Problem statement
Copy everything from the line containing "draw the outline of the green shrub" down to the line containing "45 62 L 44 74", swapping "green shrub" for "green bush" and leaving the rest unchanged.
= = = = = = =
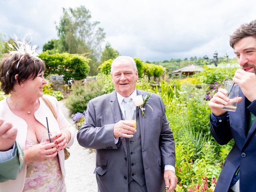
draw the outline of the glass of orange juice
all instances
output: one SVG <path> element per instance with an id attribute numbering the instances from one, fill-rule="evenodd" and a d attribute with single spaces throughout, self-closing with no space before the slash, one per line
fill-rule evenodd
<path id="1" fill-rule="evenodd" d="M 124 120 L 129 121 L 134 126 L 132 127 L 136 128 L 136 110 L 126 109 L 124 110 Z"/>

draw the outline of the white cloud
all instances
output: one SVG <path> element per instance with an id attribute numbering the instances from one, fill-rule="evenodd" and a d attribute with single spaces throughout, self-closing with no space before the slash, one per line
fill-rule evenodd
<path id="1" fill-rule="evenodd" d="M 122 54 L 144 60 L 172 58 L 212 58 L 226 53 L 234 56 L 229 35 L 241 24 L 255 19 L 255 3 L 238 0 L 0 0 L 0 33 L 22 38 L 34 32 L 41 50 L 57 38 L 62 7 L 85 6 L 92 20 L 100 22 L 106 42 Z"/>

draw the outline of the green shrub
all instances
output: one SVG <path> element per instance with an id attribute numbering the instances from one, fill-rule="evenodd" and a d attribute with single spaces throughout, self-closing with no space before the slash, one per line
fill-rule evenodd
<path id="1" fill-rule="evenodd" d="M 68 97 L 66 103 L 72 114 L 86 110 L 89 101 L 114 90 L 110 76 L 99 74 L 96 79 L 84 83 L 81 81 L 74 82 L 73 93 Z"/>
<path id="2" fill-rule="evenodd" d="M 99 66 L 98 68 L 101 72 L 106 75 L 110 75 L 111 73 L 111 64 L 113 62 L 113 59 L 109 59 Z"/>
<path id="3" fill-rule="evenodd" d="M 215 82 L 221 83 L 226 79 L 232 80 L 236 70 L 239 68 L 238 64 L 219 64 L 204 66 L 204 70 L 195 76 L 202 84 L 213 84 Z"/>
<path id="4" fill-rule="evenodd" d="M 45 62 L 44 74 L 63 75 L 64 80 L 80 80 L 86 78 L 89 74 L 89 60 L 78 54 L 68 53 L 50 54 L 45 52 L 39 55 L 39 57 Z"/>
<path id="5" fill-rule="evenodd" d="M 56 98 L 58 101 L 63 99 L 64 98 L 63 94 L 61 91 L 53 90 L 51 83 L 44 85 L 43 94 L 54 96 Z"/>
<path id="6" fill-rule="evenodd" d="M 137 67 L 137 69 L 138 70 L 138 76 L 139 78 L 140 78 L 142 77 L 144 73 L 143 64 L 142 62 L 138 58 L 134 58 L 134 59 L 136 63 L 136 66 Z"/>

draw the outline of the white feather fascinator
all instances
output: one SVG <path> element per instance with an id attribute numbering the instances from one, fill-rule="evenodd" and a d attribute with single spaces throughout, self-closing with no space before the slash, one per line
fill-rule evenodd
<path id="1" fill-rule="evenodd" d="M 13 41 L 16 44 L 15 48 L 14 48 L 13 46 L 12 46 L 11 44 L 9 44 L 9 46 L 14 50 L 13 51 L 9 51 L 10 54 L 12 55 L 14 55 L 18 54 L 21 56 L 19 61 L 17 63 L 17 66 L 16 68 L 17 69 L 19 66 L 20 62 L 21 60 L 24 57 L 24 55 L 26 54 L 29 54 L 30 56 L 34 57 L 37 57 L 39 55 L 36 52 L 36 48 L 37 47 L 37 46 L 35 45 L 31 47 L 30 45 L 31 43 L 31 40 L 30 40 L 28 42 L 26 41 L 26 38 L 29 35 L 31 36 L 31 34 L 28 34 L 26 35 L 25 37 L 23 38 L 22 41 L 21 41 L 19 40 L 18 37 L 16 35 L 14 35 Z"/>

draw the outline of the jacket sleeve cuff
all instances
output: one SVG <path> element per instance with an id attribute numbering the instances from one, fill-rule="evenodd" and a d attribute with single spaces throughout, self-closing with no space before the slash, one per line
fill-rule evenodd
<path id="1" fill-rule="evenodd" d="M 173 171 L 175 173 L 175 168 L 171 165 L 166 164 L 164 165 L 164 170 L 170 170 Z"/>
<path id="2" fill-rule="evenodd" d="M 215 126 L 218 126 L 219 125 L 222 120 L 227 118 L 227 113 L 226 113 L 224 115 L 218 117 L 215 116 L 212 113 L 211 113 L 211 120 L 212 124 Z"/>

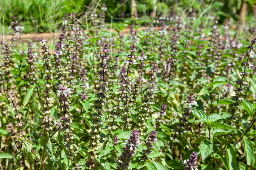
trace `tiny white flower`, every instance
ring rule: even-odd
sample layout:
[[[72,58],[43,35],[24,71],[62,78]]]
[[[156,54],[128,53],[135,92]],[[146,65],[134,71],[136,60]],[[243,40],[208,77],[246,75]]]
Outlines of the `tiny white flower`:
[[[86,83],[85,84],[85,87],[86,87],[86,88],[87,88],[87,89],[89,89],[90,88],[90,86],[89,85],[89,83]]]
[[[241,47],[242,47],[243,45],[242,45],[242,44],[241,44],[241,43],[239,43],[239,44],[238,44],[237,45],[237,48],[240,48]]]
[[[43,39],[42,40],[42,42],[43,43],[43,44],[44,44],[44,45],[45,45],[46,42],[46,40],[45,40],[45,39]]]
[[[250,57],[251,58],[253,58],[254,57],[254,54],[255,54],[253,51],[251,51],[249,53],[249,55],[250,55]]]
[[[248,65],[248,67],[249,68],[249,69],[250,70],[253,70],[253,65],[250,63],[249,64],[249,65]]]
[[[188,160],[188,159],[187,159]],[[187,162],[186,160],[184,160],[184,161],[182,161],[182,164],[186,164],[187,163]]]
[[[67,20],[63,20],[62,21],[62,24],[64,25],[66,25],[67,24]]]

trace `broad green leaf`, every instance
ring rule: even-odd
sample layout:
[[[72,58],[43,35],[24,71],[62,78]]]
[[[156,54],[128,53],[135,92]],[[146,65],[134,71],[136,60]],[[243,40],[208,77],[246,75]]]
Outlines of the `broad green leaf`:
[[[207,141],[201,141],[201,143],[199,146],[199,149],[202,156],[203,163],[204,162],[204,159],[212,153],[213,149],[213,145],[211,142]]]
[[[218,114],[211,114],[208,117],[208,120],[210,122],[215,122],[219,119],[223,119],[222,116]]]
[[[110,164],[108,161],[106,161],[104,163],[102,163],[100,164],[105,169],[105,170],[110,170],[111,169],[110,167]]]
[[[236,162],[236,167],[239,170],[246,170],[246,165],[243,162]]]
[[[70,108],[68,110],[68,111],[70,112],[70,111],[73,110],[76,108],[76,106],[71,106],[71,107],[70,107]]]
[[[241,102],[241,105],[244,106],[244,110],[250,114],[253,111],[253,105],[250,104],[246,100],[243,100]]]
[[[157,150],[154,150],[151,153],[148,155],[148,157],[149,158],[158,158],[159,157],[164,157],[165,155]]]
[[[222,122],[211,122],[210,123],[217,128],[220,128],[224,129],[231,129],[235,131],[235,129],[232,126],[227,123]]]
[[[160,106],[158,106],[157,105],[151,105],[150,107],[154,110],[156,112],[160,112]]]
[[[12,159],[13,156],[9,153],[4,152],[0,153],[0,159]]]
[[[245,153],[247,164],[250,165],[254,156],[254,150],[253,144],[245,138],[244,138],[244,149]]]
[[[30,97],[31,97],[31,96],[32,96],[32,94],[33,94],[33,91],[34,91],[34,87],[32,87],[27,89],[26,93],[26,95],[24,97],[24,100],[23,100],[23,106],[26,105],[29,103]]]
[[[221,128],[217,128],[213,130],[212,134],[213,134],[213,136],[215,136],[219,135],[233,133],[234,133],[234,131],[231,129],[223,129]]]
[[[207,119],[208,116],[207,115],[207,114],[206,114],[204,112],[201,110],[197,110],[194,108],[193,108],[192,109],[193,111],[192,113],[193,113],[194,116],[196,117],[197,118],[204,118],[205,119]]]
[[[122,132],[116,137],[120,139],[127,139],[130,137],[131,133],[131,132],[130,131],[125,131]]]
[[[212,86],[212,90],[218,88],[223,84],[226,82],[226,78],[224,77],[218,77],[213,79],[213,82],[210,84],[210,86]]]
[[[166,161],[166,164],[171,170],[184,170],[184,167],[175,160],[169,160]]]
[[[235,150],[230,144],[227,144],[226,146],[226,156],[227,162],[229,170],[236,170],[236,154]]]
[[[81,159],[78,162],[77,162],[77,164],[79,165],[84,166],[87,161],[87,160],[86,159]]]

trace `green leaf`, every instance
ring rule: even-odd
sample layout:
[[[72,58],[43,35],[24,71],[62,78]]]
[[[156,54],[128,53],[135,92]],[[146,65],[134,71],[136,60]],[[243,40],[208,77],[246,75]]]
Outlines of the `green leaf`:
[[[254,91],[256,91],[256,82],[255,82],[255,81],[251,78],[250,78],[250,82],[253,88]]]
[[[253,144],[252,144],[249,140],[245,138],[244,138],[244,149],[245,152],[245,157],[246,157],[247,164],[250,165],[253,159],[254,150]]]
[[[154,110],[156,112],[160,112],[160,106],[157,105],[151,105],[150,107]]]
[[[207,119],[208,116],[205,113],[201,110],[197,110],[194,108],[192,108],[192,109],[193,109],[193,110],[192,112],[193,115],[197,118],[204,118],[205,119]]]
[[[235,101],[231,99],[226,98],[221,99],[218,101],[218,105],[230,105],[235,103]]]
[[[151,162],[146,162],[146,167],[148,170],[159,170],[154,165],[154,164]]]
[[[217,128],[213,130],[212,134],[215,136],[219,135],[225,135],[228,133],[234,133],[234,131],[230,129],[223,129],[221,128]]]
[[[74,129],[79,130],[83,131],[84,128],[83,125],[75,122],[71,123],[70,125]]]
[[[236,167],[239,170],[246,170],[246,165],[243,162],[236,162]]]
[[[243,106],[244,106],[244,110],[246,110],[248,113],[250,114],[253,111],[253,105],[247,101],[243,100],[242,101],[241,104]]]
[[[77,162],[77,164],[78,165],[83,165],[84,166],[85,163],[86,163],[87,160],[86,159],[80,159],[78,162]]]
[[[216,113],[211,114],[208,117],[208,120],[210,122],[215,122],[223,119],[221,115]]]
[[[224,77],[218,77],[213,79],[213,82],[210,84],[210,86],[212,86],[212,90],[218,88],[223,84],[226,82],[226,78]]]
[[[164,157],[165,155],[162,153],[157,151],[154,150],[152,153],[148,155],[148,157],[149,158],[158,158],[159,157]]]
[[[197,95],[198,96],[202,96],[204,94],[206,94],[207,93],[209,92],[209,91],[207,87],[204,86],[203,87],[203,88],[201,89],[201,91],[199,93],[198,93]]]
[[[5,153],[4,152],[0,153],[0,159],[12,159],[13,156],[9,153]]]
[[[166,161],[166,164],[171,170],[184,170],[184,167],[175,160],[169,160]]]
[[[31,87],[27,89],[27,92],[24,97],[24,100],[23,100],[23,105],[26,105],[29,101],[30,97],[33,94],[33,91],[34,91],[34,87]]]
[[[127,139],[130,137],[131,133],[131,132],[130,131],[125,131],[122,132],[116,137],[120,139]]]
[[[207,141],[201,141],[201,143],[199,146],[199,149],[202,156],[203,163],[204,162],[204,159],[212,153],[213,149],[213,145],[211,142]]]
[[[81,104],[83,106],[83,109],[86,113],[88,112],[89,108],[90,108],[90,102],[88,100],[86,100],[85,102],[81,102]]]
[[[236,154],[235,150],[229,144],[226,146],[226,156],[229,170],[236,170]]]
[[[48,136],[48,141],[46,144],[46,152],[50,158],[51,161],[55,161],[55,157],[53,156],[53,151],[52,151],[52,146],[51,142],[50,136]]]
[[[224,129],[231,129],[235,131],[235,129],[232,126],[227,123],[222,122],[211,122],[210,123],[217,128],[220,128]]]
[[[104,168],[105,170],[110,170],[111,169],[110,164],[108,161],[106,161],[104,163],[102,162],[100,164]]]
[[[168,170],[168,169],[167,167],[159,162],[153,161],[153,164],[154,164],[157,170]]]
[[[0,134],[3,134],[3,135],[7,135],[8,134],[8,132],[5,129],[0,129]]]

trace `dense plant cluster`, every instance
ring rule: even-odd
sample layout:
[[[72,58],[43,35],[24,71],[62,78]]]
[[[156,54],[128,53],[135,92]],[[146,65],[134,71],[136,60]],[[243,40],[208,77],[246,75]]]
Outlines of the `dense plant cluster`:
[[[134,19],[123,34],[102,8],[94,29],[65,14],[58,39],[38,42],[17,38],[13,18],[0,44],[0,168],[256,168],[256,37],[217,16],[197,24],[194,10],[143,28]]]

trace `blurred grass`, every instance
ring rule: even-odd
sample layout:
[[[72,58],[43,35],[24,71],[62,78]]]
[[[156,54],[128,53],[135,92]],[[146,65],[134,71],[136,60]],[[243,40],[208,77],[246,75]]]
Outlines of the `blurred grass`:
[[[76,7],[80,8],[82,3],[79,0],[0,0],[0,33],[4,28],[6,31],[14,15],[22,22],[23,33],[55,31],[64,13],[77,13]]]
[[[186,16],[192,8],[195,9],[198,20],[206,21],[208,16],[218,15],[219,23],[229,18],[231,24],[239,21],[240,5],[242,0],[137,0],[137,10],[140,20],[151,20],[150,15],[154,10],[157,15],[168,16],[172,12]],[[90,26],[90,16],[98,13],[104,1],[108,10],[106,21],[112,23],[125,22],[131,19],[131,0],[0,0],[0,34],[9,34],[7,28],[14,15],[22,22],[25,28],[23,33],[52,32],[58,31],[64,13],[72,12],[77,16],[81,26],[88,29]],[[125,18],[121,18],[121,3]],[[247,15],[253,16],[256,0],[247,0]],[[97,8],[95,9],[97,7]],[[253,17],[248,17],[248,21]],[[207,24],[207,22],[204,22]]]

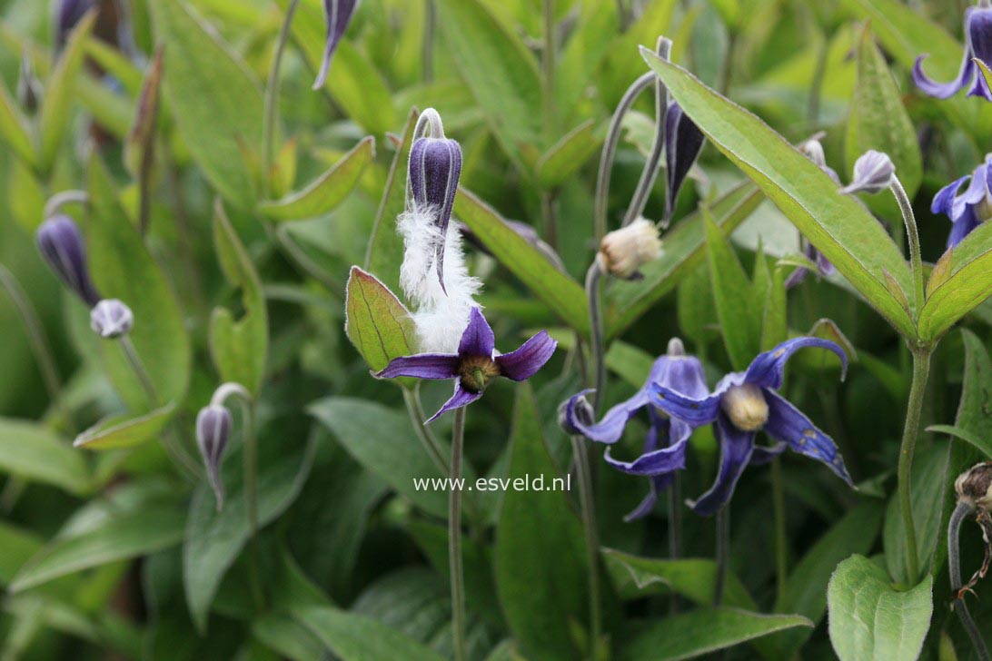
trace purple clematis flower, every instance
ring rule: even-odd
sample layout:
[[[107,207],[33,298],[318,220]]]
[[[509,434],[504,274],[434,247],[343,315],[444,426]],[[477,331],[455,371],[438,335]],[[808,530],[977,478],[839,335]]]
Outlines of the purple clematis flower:
[[[728,374],[707,396],[686,396],[677,389],[652,385],[652,404],[673,418],[693,426],[716,423],[720,471],[712,488],[690,503],[696,513],[705,516],[715,513],[730,500],[746,466],[765,464],[787,447],[823,462],[844,482],[854,486],[833,440],[777,392],[782,386],[786,362],[805,347],[832,351],[846,371],[847,356],[836,344],[800,337],[758,355],[745,372]],[[758,431],[764,431],[778,443],[771,447],[756,446]]]
[[[478,307],[473,307],[468,326],[461,334],[457,354],[418,354],[393,359],[386,369],[376,374],[378,379],[414,377],[416,379],[453,379],[454,394],[431,416],[428,422],[482,396],[483,390],[496,377],[511,381],[527,381],[545,366],[558,342],[541,331],[516,351],[499,354],[496,338],[489,322]]]
[[[351,16],[355,13],[358,0],[323,0],[323,13],[327,19],[327,44],[323,49],[323,59],[320,62],[320,70],[316,74],[313,82],[313,89],[323,87],[327,79],[327,72],[330,70],[330,60],[334,56],[334,51],[344,36],[344,31],[348,29]]]
[[[686,397],[704,398],[706,388],[702,364],[693,356],[686,356],[682,342],[669,343],[669,352],[662,356],[651,368],[648,380],[634,396],[608,411],[598,423],[594,421],[592,406],[586,395],[592,390],[583,390],[561,404],[561,426],[570,434],[581,434],[598,443],[612,445],[620,440],[627,421],[638,411],[647,409],[651,426],[644,441],[641,456],[633,462],[614,459],[607,448],[606,463],[630,475],[646,476],[651,479],[651,491],[641,503],[624,517],[632,521],[646,516],[655,506],[658,495],[665,491],[675,479],[675,472],[685,468],[685,446],[692,428],[698,425],[669,416],[661,408],[652,404],[653,386],[668,387]]]
[[[913,66],[913,81],[925,94],[946,99],[970,85],[968,96],[981,96],[992,101],[985,76],[978,70],[972,59],[980,59],[992,65],[992,7],[981,2],[977,7],[969,7],[964,12],[964,57],[957,77],[950,82],[936,82],[924,73],[923,61],[927,55],[917,57]]]
[[[957,194],[968,179],[968,187]],[[950,218],[953,227],[947,236],[947,248],[961,243],[973,229],[992,218],[992,154],[971,174],[951,181],[937,191],[930,204],[930,211]]]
= = = = = = =
The result
draw the outline of the green bush
all instances
output: one SVG <path> element per instance with an id attribute numbering the instances from one, fill-rule="evenodd" and a d attribute with single spaces throughout, self-closing with no space before the slash, one per line
fill-rule evenodd
<path id="1" fill-rule="evenodd" d="M 68 97 L 66 103 L 72 114 L 86 110 L 89 101 L 114 90 L 110 76 L 99 74 L 96 79 L 84 83 L 81 81 L 74 82 L 73 93 Z"/>
<path id="2" fill-rule="evenodd" d="M 99 66 L 98 68 L 101 72 L 106 75 L 110 75 L 111 73 L 111 64 L 113 62 L 113 59 L 109 59 Z"/>
<path id="3" fill-rule="evenodd" d="M 215 82 L 221 83 L 226 79 L 232 80 L 236 70 L 239 68 L 238 64 L 219 64 L 204 66 L 204 70 L 195 76 L 202 84 L 213 84 Z"/>
<path id="4" fill-rule="evenodd" d="M 45 62 L 44 74 L 63 75 L 64 80 L 80 80 L 86 78 L 89 74 L 89 60 L 78 54 L 68 53 L 50 54 L 45 52 L 39 55 L 39 57 Z"/>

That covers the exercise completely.